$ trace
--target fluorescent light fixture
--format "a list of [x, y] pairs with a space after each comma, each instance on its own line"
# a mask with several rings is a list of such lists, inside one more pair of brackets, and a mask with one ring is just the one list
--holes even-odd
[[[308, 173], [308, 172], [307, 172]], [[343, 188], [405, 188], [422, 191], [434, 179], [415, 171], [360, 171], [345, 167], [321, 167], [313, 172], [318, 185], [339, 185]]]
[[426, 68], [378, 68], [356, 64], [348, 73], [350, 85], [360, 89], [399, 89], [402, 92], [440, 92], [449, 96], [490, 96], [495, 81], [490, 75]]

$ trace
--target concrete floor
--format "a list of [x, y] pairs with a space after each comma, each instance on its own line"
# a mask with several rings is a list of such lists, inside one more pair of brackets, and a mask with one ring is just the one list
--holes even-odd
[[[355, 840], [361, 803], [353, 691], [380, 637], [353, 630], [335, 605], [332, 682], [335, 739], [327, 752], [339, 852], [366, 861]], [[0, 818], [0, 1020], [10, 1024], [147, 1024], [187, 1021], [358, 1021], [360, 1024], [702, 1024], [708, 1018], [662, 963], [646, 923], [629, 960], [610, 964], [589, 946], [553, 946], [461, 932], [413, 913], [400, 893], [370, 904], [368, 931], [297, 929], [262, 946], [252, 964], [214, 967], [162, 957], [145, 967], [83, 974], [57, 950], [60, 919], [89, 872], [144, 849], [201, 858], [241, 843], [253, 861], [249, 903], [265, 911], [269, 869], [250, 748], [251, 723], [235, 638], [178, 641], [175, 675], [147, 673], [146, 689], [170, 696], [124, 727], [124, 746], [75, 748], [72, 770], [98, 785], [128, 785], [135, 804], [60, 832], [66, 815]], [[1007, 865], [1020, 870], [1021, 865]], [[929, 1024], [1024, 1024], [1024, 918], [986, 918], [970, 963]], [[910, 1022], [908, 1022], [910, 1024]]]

# # # # # # #

▶ **Your assignment**
Extract each entry in full, exactly as given.

▶ **Solution**
$ trace
--target fluorescent light fixture
--format "a list of [x, y] pairs with a space after each comma, each instance on its own line"
# a mask with several rings is a list of such lists, inside one more pair of brackets, and a mask with one ring is just the one list
--holes even-odd
[[[308, 173], [308, 172], [307, 172]], [[343, 188], [405, 188], [422, 191], [434, 179], [415, 171], [360, 171], [345, 167], [321, 167], [313, 172], [318, 185], [339, 185]]]
[[426, 68], [378, 68], [356, 64], [348, 73], [350, 85], [360, 89], [399, 89], [402, 92], [440, 92], [449, 96], [490, 96], [495, 81], [490, 75]]

$ trace
--target concrete floor
--format "a list of [x, y] pairs with a space after each comma, each instance on its own line"
# a mask with several rings is a list of such lists, inside one more pair of brackets, and a mask with one ring is just the one list
--holes even-odd
[[[355, 840], [361, 803], [353, 691], [380, 637], [353, 630], [335, 605], [332, 682], [335, 739], [327, 752], [339, 852], [366, 861]], [[0, 818], [0, 1020], [10, 1024], [147, 1024], [187, 1021], [358, 1021], [360, 1024], [702, 1024], [708, 1018], [662, 963], [646, 923], [629, 960], [610, 964], [589, 946], [553, 946], [461, 932], [413, 913], [400, 893], [370, 904], [368, 931], [297, 929], [262, 946], [252, 964], [214, 967], [162, 957], [145, 967], [83, 974], [57, 950], [60, 919], [89, 872], [144, 849], [201, 858], [241, 843], [253, 861], [249, 903], [265, 911], [269, 869], [250, 748], [251, 723], [235, 638], [178, 641], [175, 675], [147, 673], [146, 689], [170, 696], [124, 727], [124, 746], [75, 748], [72, 770], [98, 785], [128, 785], [135, 804], [60, 832], [66, 815]], [[1007, 865], [1020, 870], [1021, 865]], [[929, 1024], [1024, 1024], [1024, 918], [986, 918], [970, 963]], [[910, 1022], [908, 1022], [910, 1024]]]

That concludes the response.